PASSAGE FOR REVIEW:
┄┄┄┄┄┄

Due to the above reasons there is a solid argument for, if possible, embedding Clojure into Python allowing the Python executable to be the host process.

Enter: cljbridge

Python already had a nascent system for embedding Java in Python - the javabridge module.

We went a step further and provide cljbridge python module.

In order to compile javabridge a JDK is required and not just the JRE. tristanstraub had found a way to use this in order to work with Blender. We took a bit more time and worked out ways to smooth out these interactions and make sure they were supported throughout the system.

From the Python REPL

The next step involves starting a python repl.

This requires a python library cljbridge, which can be installed via

export JAVA_HOME=<--YOUR JAVA HOME-->
python3 -m pip install cljbridge

This will install and eventually compile javabridge as well.

If the installation cannot find 'jni.h' then most likely you have the Java runtime (JRE) installed as opposed to the Java development kit (JDK).

So we start by importing that script:

Python 3.8.5 (default, Jan 27 2021, 15:41:15)
[GCC 9.3.0] on linux
Type "help", "copyright", "credits" or "license" for more information.
>>> from clojurebridge import cljbridge
>>> test_var=10
>>> cljbridge.init_jvm(start_repl=True)
Mar 11, 2021 9:08:47 AM clojure.tools.logging$eval3186$fn__3189 invoke
INFO: nREPL server started on port 40241 on host localhost - nrepl://localhost:40241

At this point we do not get control back; we have released the GIL and java is blocking this thread to allow the Clojure REPL systems access to the GIL. We have two important libraries for clojure loaded, nrepl and cider which allow a rich, interactive development experience so let's now connect to that port with our favorite Clojure editor - emacs of course ;-).

┄┄┄┄┄┄

STORED DATA:

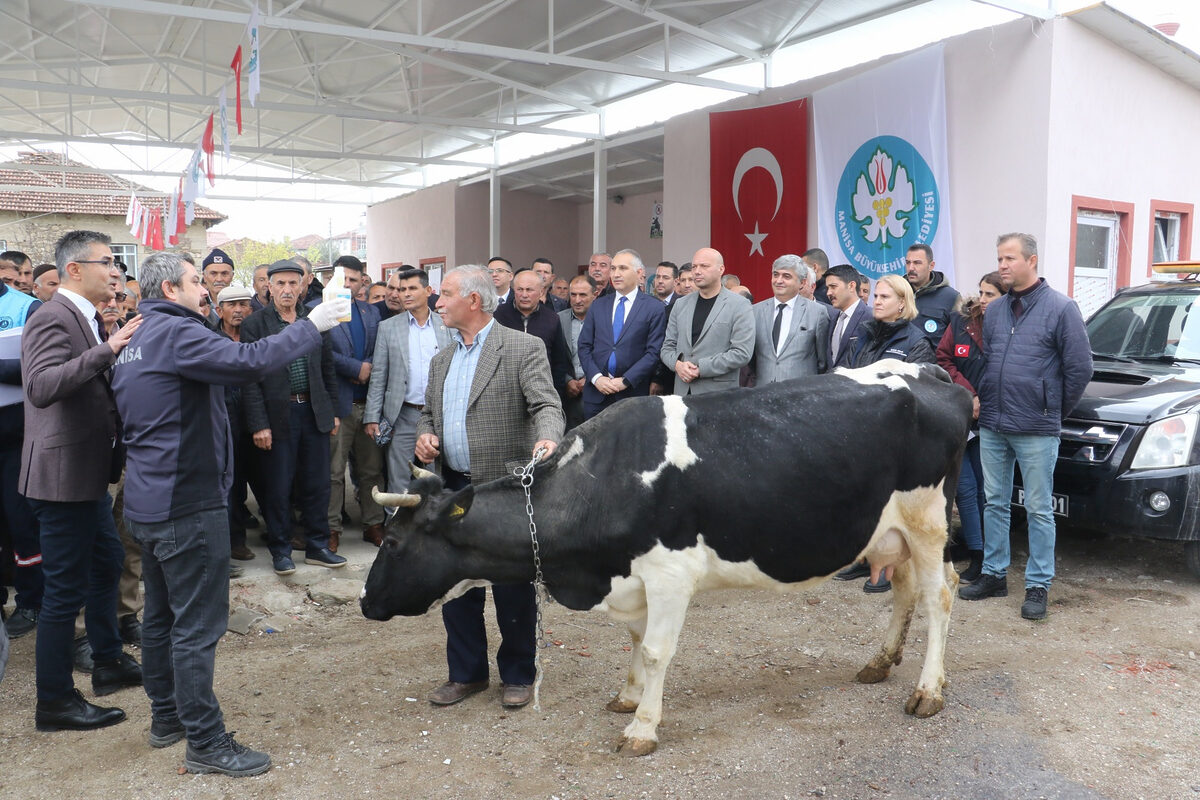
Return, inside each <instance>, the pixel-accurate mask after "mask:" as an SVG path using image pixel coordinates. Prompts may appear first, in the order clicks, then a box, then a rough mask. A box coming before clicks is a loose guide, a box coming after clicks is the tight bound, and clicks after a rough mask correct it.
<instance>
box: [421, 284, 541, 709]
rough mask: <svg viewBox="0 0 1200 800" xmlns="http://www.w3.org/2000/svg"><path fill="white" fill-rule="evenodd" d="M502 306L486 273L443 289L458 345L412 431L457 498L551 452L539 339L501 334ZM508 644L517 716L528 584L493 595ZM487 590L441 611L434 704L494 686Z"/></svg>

┄┄┄┄┄┄

WHAT YOU NEED TO DO:
(a) According to the cljbridge write-up, what is the likely cause if the installation cannot find 'jni.h'?
(b) Resume the cljbridge write-up, starting right after its final sentence.

ANSWERS:
(a) The Java runtime (JRE) is installed instead of the Java development kit (JDK).

(b)
Passing JVM arguments

If you want to specify arbitrary arguments for the JVM to be started by Python, you can use the environment variable JDK_JAVA_OPTIONS to do so. It will be picked up by the JVM when starting.

Since clojurebridge 0.0.8, you can as well specify a list of aliases, which get resolved from the deps.edn file. This allows as well to specify JVM arguments and JVM properties.

Example:

Starting Clojure embedded from python via

cljbridge.init_jvm(aliases=["jdk-17","fastcall"],start_repl=True)

and a deps.edn with

:aliases {

           :fastcall
           {:jvm-opts ["-Dlibpython_clj.manual_gil=true"]}
           :jdk-17
           {:jvm-opts ["--add-modules=jdk.incubator.foreign"
                       "--enable-native-access=ALL-UNNAMED"]}}

would add then the appropriate JVM options.

From the Clojure REPL

From emacs, I run the command 'cider-connect' which allows me to specify a host and port to connect to. Once connected, I get a minimal repl environment:

;; M-x cider-connect ...localhost...40241
;; I am not sure why but to initialize the user namespace I have to eval ns user

user> (eval '(ns user))
nil
user> (require '[libpython-clj2.python :as py])
nil
;; Python has been initialized and libpython-clj can detect this
user> (py/initialize!)
:already-initialized
user> ;;We can share data via the main module
user> (def main-mod (py/add-module "__main__"))
#'user/main-mod
user> (def mod-dict (py/module-dict main-mod))
#'user/mod-dict
user> (keys mod-dict)
("__name__"
 "__doc__"
 "__package__"
 "__loader__"
 "__spec__"
 "__annotations__"
 "__builtins__"
 "cljbridge"
 "test_var")
user> (get mod-dict "test_var")
10
user> (.put mod-dict "clj_fn" (fn [& args] (println "Printing from Clojure: " (vec args))))
nil
user> ;;Now if we stop the repl server we can access our python environment again
user> (require '[libpython-clj2.embedded :as embedded])
nil
user> (embedded/stop-repl!)

And Back to Python!!

Shutting down the repl always gives us an exception; something perhaps to work on. But the important thing is that we can access variables and data that we set in the main module -

>>> Exception in thread "nREPL-session-d684061e-f21c-4265-a9a2-828b99dcaf42" java.net.SocketException: Socket closed
	at java.net.SocketOutputStream.socketWrite(SocketOutputStream.java:118)
	at java.net.SocketOutputStream.write(SocketOutputStream.java:155)
	at java.io.BufferedOutputStream.flushBuffer(BufferedOutputStream.java:82)
	at java.io.BufferedOutputStream.flush(BufferedOutputStream.java:140)
	at nrepl.transport$bencode$fn__7714.invoke(transport.clj:121)
	at nrepl.transport.FnTransport.send(transport.clj:28)
	at nrepl.middleware.print$send_streamed.invokeStatic(print.clj:136)
	at nrepl.middleware.print$send_streamed.invoke(print.clj:122)
	at nrepl.middleware.print$printing_transport$reify__8149.send(print.clj:173)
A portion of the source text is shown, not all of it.